STUDY TEXT>
------------------------------
Franklin: It’s Not Easy Being Me! by Shelly Baker

A Hilarious Halloween Caper About Identity, Monster‑Sized Comparison, and Learning to Love Your Inner Frankenstein

Franklin: It’s Not Easy Being Me! by Shelly Baker

Author: Shelly Baker

Illustrator: Max Johnson

Age range: 3-8 years

Year: 2025

Franklin Frankenstein is having a bit of a monster-sized identity crisis. He doesn’t like being green, he’s tired of trip-hazarding over his own giant feet, and he is way taller than everyone else in town. So, on Halloween night, Franklin decides he’s done being a Frankenstein. He sets out into the spooky night to test-drive a few other identities.
------------------------------
WHAT IS NEEDED> Edit the stretch of the book description from "Author: Shelly Baker" through "few other identities.", replacing "green" with "purple".

DATASET RECORDS>
------------------------------
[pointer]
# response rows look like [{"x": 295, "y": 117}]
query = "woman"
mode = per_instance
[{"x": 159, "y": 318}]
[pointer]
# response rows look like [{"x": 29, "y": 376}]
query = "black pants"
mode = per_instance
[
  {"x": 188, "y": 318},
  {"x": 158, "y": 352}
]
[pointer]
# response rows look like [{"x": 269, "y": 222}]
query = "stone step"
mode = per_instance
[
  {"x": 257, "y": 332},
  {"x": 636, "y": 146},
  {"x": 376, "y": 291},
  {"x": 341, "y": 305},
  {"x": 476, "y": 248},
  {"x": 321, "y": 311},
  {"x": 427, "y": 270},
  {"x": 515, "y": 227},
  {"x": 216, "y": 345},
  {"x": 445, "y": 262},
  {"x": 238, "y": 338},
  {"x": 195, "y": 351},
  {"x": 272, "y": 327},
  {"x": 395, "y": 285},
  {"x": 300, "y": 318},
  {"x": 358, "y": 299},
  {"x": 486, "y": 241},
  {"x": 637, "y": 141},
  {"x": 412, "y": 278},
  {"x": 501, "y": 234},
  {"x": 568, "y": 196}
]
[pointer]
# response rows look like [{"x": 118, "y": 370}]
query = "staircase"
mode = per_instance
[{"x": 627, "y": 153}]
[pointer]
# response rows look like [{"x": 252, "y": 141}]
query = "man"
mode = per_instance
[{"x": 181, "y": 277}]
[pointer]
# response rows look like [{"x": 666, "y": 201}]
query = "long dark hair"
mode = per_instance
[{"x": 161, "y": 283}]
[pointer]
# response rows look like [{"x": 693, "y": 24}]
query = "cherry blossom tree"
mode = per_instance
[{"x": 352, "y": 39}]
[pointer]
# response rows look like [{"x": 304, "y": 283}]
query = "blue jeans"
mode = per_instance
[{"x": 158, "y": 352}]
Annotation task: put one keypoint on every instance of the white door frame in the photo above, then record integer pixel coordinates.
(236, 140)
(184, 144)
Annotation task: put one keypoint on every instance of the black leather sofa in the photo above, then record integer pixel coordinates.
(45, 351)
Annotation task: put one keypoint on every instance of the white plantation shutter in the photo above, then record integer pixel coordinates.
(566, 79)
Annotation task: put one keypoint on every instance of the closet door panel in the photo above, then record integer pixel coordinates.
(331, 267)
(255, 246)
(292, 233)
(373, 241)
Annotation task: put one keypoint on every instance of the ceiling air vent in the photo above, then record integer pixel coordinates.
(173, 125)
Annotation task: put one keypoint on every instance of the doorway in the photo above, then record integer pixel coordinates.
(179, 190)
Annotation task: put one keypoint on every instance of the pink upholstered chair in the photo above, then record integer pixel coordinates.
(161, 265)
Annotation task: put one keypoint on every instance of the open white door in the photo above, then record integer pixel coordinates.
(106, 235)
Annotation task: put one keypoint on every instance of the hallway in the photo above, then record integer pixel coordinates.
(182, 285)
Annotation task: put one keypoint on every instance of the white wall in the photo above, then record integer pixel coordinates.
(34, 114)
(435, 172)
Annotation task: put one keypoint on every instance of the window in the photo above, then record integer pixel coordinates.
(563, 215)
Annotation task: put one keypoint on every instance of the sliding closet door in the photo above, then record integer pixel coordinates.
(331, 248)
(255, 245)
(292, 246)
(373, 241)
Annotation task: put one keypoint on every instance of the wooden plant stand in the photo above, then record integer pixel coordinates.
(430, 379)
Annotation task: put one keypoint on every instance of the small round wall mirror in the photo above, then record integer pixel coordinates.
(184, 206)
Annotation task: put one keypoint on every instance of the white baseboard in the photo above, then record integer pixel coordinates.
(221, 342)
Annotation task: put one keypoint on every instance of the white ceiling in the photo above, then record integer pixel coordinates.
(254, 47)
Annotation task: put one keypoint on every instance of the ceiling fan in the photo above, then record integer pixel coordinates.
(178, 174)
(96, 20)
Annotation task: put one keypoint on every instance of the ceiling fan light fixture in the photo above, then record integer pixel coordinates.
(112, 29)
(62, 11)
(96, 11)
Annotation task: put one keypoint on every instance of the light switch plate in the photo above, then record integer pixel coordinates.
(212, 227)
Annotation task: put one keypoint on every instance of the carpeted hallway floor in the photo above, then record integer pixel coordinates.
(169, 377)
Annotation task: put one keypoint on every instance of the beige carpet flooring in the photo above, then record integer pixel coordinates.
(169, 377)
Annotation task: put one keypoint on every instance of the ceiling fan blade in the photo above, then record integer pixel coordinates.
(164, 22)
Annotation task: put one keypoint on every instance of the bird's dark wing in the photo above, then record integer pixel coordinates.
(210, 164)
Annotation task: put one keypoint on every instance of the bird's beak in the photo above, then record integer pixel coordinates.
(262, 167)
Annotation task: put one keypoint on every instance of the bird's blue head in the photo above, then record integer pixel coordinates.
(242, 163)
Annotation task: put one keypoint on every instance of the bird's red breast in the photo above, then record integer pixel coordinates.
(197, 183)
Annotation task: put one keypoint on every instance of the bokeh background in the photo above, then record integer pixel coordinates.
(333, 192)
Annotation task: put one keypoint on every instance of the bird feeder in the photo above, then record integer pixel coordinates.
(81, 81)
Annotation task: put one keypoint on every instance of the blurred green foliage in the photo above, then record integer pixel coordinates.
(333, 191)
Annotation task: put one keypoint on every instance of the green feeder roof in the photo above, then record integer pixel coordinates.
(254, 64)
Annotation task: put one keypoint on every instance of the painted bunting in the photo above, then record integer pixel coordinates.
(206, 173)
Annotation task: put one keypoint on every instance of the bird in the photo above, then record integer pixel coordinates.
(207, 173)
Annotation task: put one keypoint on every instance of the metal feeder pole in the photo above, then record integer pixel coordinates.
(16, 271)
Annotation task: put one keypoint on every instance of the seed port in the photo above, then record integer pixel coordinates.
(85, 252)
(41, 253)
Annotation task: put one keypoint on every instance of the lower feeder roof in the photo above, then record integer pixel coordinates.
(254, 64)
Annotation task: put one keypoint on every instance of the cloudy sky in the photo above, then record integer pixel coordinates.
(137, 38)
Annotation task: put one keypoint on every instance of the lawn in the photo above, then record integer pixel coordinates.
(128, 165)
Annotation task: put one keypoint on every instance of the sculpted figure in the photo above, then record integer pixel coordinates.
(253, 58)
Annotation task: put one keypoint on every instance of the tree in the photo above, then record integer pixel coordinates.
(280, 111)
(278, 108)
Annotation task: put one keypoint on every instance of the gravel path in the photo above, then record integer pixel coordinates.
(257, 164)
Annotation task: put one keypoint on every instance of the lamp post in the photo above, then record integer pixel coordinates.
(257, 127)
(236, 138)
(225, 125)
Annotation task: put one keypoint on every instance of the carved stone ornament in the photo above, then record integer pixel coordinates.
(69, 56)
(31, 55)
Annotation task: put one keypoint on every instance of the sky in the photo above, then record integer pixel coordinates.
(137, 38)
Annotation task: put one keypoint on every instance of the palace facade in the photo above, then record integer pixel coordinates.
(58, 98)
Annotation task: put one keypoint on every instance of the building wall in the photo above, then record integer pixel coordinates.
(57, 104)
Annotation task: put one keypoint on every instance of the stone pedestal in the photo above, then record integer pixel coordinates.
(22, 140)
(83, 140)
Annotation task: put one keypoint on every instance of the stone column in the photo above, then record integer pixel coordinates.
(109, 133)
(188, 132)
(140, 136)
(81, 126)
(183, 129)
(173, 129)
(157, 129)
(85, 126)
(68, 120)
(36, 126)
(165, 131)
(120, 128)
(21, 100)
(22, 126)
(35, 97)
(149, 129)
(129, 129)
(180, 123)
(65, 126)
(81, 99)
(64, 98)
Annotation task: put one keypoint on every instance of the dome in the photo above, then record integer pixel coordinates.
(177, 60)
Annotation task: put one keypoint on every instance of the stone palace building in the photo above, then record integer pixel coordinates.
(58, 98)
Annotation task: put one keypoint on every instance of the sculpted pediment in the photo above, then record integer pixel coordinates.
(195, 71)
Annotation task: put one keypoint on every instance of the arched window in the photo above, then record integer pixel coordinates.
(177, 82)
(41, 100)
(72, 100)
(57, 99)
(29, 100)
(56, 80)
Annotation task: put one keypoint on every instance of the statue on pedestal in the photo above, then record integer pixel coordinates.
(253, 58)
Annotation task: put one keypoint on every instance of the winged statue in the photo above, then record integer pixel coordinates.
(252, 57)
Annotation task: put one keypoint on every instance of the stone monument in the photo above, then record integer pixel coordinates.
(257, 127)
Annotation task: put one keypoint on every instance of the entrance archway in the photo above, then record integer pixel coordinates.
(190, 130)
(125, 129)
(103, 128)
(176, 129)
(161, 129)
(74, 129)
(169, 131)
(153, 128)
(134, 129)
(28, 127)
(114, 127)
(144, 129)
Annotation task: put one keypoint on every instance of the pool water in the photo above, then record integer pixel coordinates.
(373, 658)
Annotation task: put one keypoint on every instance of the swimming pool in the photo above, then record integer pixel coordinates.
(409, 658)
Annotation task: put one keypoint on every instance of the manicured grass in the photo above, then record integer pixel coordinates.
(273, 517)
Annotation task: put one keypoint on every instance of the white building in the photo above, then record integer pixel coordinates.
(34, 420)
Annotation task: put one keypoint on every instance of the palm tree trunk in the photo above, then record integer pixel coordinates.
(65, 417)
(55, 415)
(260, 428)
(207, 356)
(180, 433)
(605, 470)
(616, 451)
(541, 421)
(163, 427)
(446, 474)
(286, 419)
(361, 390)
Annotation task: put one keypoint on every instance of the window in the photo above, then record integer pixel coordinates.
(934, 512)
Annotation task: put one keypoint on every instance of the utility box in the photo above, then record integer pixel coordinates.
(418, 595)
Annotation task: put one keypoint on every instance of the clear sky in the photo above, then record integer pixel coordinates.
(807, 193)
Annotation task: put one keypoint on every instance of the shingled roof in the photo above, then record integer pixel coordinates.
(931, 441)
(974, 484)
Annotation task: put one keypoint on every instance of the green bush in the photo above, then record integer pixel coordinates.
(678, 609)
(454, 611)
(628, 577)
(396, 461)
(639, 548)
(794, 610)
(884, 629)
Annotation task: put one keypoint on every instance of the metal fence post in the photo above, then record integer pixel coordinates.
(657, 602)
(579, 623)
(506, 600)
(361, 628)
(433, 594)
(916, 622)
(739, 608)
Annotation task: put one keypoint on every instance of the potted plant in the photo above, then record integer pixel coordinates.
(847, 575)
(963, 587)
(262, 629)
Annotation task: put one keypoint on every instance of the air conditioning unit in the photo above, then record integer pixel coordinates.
------------------------------
WRITTEN SOLUTION>
Author: Shelly Baker

Illustrator: Max Johnson

Age range: 3-8 years

Year: 2025

Franklin Frankenstein is having a bit of a monster-sized identity crisis. He doesn’t like being purple, he’s tired of trip-hazarding over his own giant feet, and he is way taller than everyone else in town. So, on Halloween night, Franklin decides he’s done being a Frankenstein. He sets out into the spooky night to test-drive a few other identities.